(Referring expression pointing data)

>>>

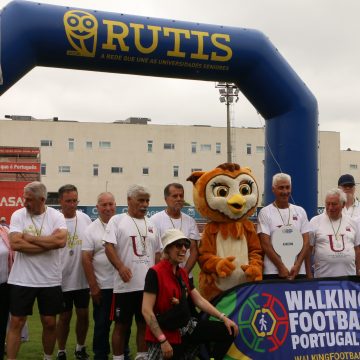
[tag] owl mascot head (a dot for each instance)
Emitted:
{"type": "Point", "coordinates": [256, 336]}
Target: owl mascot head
{"type": "Point", "coordinates": [230, 252]}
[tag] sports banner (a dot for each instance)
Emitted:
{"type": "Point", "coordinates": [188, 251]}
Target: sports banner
{"type": "Point", "coordinates": [302, 320]}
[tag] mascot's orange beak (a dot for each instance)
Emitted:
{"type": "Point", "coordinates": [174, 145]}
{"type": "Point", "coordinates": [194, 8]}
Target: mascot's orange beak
{"type": "Point", "coordinates": [236, 203]}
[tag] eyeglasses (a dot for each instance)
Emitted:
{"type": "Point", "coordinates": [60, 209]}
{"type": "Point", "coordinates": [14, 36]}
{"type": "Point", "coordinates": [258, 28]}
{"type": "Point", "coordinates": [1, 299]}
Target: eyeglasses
{"type": "Point", "coordinates": [180, 243]}
{"type": "Point", "coordinates": [348, 185]}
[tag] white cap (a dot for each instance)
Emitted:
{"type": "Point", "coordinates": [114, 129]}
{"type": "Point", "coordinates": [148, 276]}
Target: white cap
{"type": "Point", "coordinates": [172, 235]}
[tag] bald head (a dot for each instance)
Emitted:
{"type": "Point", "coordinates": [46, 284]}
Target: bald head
{"type": "Point", "coordinates": [106, 206]}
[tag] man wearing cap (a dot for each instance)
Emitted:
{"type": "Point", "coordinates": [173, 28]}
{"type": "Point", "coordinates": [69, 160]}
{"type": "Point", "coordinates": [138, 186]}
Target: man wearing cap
{"type": "Point", "coordinates": [346, 183]}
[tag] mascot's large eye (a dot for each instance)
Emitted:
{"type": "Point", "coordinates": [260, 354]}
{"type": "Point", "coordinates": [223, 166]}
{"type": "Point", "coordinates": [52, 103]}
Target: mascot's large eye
{"type": "Point", "coordinates": [245, 189]}
{"type": "Point", "coordinates": [220, 190]}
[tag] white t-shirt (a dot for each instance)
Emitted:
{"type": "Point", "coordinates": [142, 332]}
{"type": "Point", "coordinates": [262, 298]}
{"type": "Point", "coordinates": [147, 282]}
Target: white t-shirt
{"type": "Point", "coordinates": [93, 241]}
{"type": "Point", "coordinates": [37, 270]}
{"type": "Point", "coordinates": [136, 246]}
{"type": "Point", "coordinates": [4, 254]}
{"type": "Point", "coordinates": [186, 224]}
{"type": "Point", "coordinates": [73, 276]}
{"type": "Point", "coordinates": [269, 220]}
{"type": "Point", "coordinates": [334, 256]}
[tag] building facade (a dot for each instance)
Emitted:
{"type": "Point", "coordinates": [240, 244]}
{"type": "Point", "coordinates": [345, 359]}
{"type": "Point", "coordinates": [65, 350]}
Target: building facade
{"type": "Point", "coordinates": [100, 157]}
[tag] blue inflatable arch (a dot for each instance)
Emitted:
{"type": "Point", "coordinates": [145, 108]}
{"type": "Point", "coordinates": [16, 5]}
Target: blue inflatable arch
{"type": "Point", "coordinates": [34, 34]}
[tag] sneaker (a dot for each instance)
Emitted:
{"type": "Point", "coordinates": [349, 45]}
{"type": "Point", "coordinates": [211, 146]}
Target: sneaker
{"type": "Point", "coordinates": [82, 354]}
{"type": "Point", "coordinates": [61, 355]}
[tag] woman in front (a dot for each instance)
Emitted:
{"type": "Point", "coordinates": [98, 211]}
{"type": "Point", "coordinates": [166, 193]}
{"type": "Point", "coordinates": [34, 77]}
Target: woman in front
{"type": "Point", "coordinates": [172, 332]}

<<<

**Task requirements:** Transcribe the records above exactly, leaving out every picture.

**Your response:**
[tag] owl mascot head (a dot for each instance)
Emitted:
{"type": "Point", "coordinates": [256, 336]}
Target: owl mascot head
{"type": "Point", "coordinates": [230, 252]}
[tag] sports banner (a dot for each instance)
Emitted:
{"type": "Point", "coordinates": [188, 251]}
Target: sports banner
{"type": "Point", "coordinates": [302, 320]}
[tag] mascot's orange beak (a dot for each instance)
Emitted:
{"type": "Point", "coordinates": [174, 145]}
{"type": "Point", "coordinates": [194, 8]}
Target: mascot's orange beak
{"type": "Point", "coordinates": [236, 203]}
[tag] eyeglasses (a dot for each instance)
Emitted:
{"type": "Point", "coordinates": [60, 209]}
{"type": "Point", "coordinates": [14, 36]}
{"type": "Point", "coordinates": [258, 28]}
{"type": "Point", "coordinates": [1, 299]}
Target: eyeglasses
{"type": "Point", "coordinates": [180, 243]}
{"type": "Point", "coordinates": [348, 185]}
[tag] white cap (a dot for each instance)
Emitted:
{"type": "Point", "coordinates": [114, 129]}
{"type": "Point", "coordinates": [148, 276]}
Target: white cap
{"type": "Point", "coordinates": [172, 235]}
[tag] bald head (a dot for each instance)
Emitted:
{"type": "Point", "coordinates": [46, 284]}
Target: bald head
{"type": "Point", "coordinates": [106, 206]}
[tag] man wearing cap (a dot for each instance)
Emitted:
{"type": "Point", "coordinates": [173, 28]}
{"type": "Point", "coordinates": [69, 160]}
{"type": "Point", "coordinates": [138, 186]}
Target: man wearing cap
{"type": "Point", "coordinates": [346, 183]}
[tag] mascot's large eye (a dot for each instance)
Emitted:
{"type": "Point", "coordinates": [260, 354]}
{"type": "Point", "coordinates": [223, 166]}
{"type": "Point", "coordinates": [52, 103]}
Target: mascot's large eye
{"type": "Point", "coordinates": [245, 189]}
{"type": "Point", "coordinates": [220, 190]}
[tag] white t-shirt (a dot for each instance)
Emitted:
{"type": "Point", "coordinates": [142, 332]}
{"type": "Point", "coordinates": [262, 298]}
{"type": "Point", "coordinates": [147, 282]}
Target: white t-shirt
{"type": "Point", "coordinates": [93, 241]}
{"type": "Point", "coordinates": [37, 270]}
{"type": "Point", "coordinates": [136, 246]}
{"type": "Point", "coordinates": [4, 254]}
{"type": "Point", "coordinates": [186, 224]}
{"type": "Point", "coordinates": [73, 276]}
{"type": "Point", "coordinates": [269, 220]}
{"type": "Point", "coordinates": [334, 256]}
[tag] building facade (a dot for each instance)
Emitted:
{"type": "Point", "coordinates": [240, 244]}
{"type": "Point", "coordinates": [345, 359]}
{"type": "Point", "coordinates": [65, 350]}
Target: building facade
{"type": "Point", "coordinates": [100, 157]}
[tag] blue inflatable arch (a dot for each instance)
Emitted:
{"type": "Point", "coordinates": [145, 108]}
{"type": "Point", "coordinates": [16, 5]}
Target: blue inflatable arch
{"type": "Point", "coordinates": [34, 34]}
[tag] sneaker (a dot for each instance)
Emitted:
{"type": "Point", "coordinates": [349, 45]}
{"type": "Point", "coordinates": [211, 146]}
Target: sneaker
{"type": "Point", "coordinates": [82, 354]}
{"type": "Point", "coordinates": [61, 355]}
[tag] woman in front (a dot for each instance)
Emitted:
{"type": "Point", "coordinates": [98, 211]}
{"type": "Point", "coordinates": [166, 193]}
{"type": "Point", "coordinates": [34, 77]}
Target: woman in front
{"type": "Point", "coordinates": [172, 332]}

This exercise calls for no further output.